=== Task statement ===
Please filter the rows below and copy each line that contains the word "every".

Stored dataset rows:
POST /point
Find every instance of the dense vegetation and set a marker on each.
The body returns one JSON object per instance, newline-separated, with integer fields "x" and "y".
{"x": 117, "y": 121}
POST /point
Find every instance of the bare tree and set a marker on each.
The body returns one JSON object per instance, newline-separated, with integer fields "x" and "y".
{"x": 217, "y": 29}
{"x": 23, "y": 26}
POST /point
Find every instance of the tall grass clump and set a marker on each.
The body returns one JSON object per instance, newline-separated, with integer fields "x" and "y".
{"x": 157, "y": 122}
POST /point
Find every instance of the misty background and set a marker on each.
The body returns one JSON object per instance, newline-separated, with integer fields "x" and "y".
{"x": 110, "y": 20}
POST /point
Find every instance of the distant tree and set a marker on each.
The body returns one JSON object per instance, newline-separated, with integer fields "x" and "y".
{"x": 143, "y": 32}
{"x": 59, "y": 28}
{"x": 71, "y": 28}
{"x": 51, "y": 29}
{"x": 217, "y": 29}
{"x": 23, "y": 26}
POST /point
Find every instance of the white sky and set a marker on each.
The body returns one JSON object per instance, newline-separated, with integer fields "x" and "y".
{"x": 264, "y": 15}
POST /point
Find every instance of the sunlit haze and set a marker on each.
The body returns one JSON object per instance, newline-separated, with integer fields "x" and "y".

=== The output ===
Find every instance of the dense vegetation and set a marker on each.
Find every instance of the bare tree and set a marker on each.
Find every instance of the tall grass clump and set a marker on each.
Find every instance of the misty background and set a marker on each.
Find every instance of the distant tree and set a marker on each.
Find every instance of the white sky and set a marker on each.
Find every instance of the sunlit haze and set a marker on each.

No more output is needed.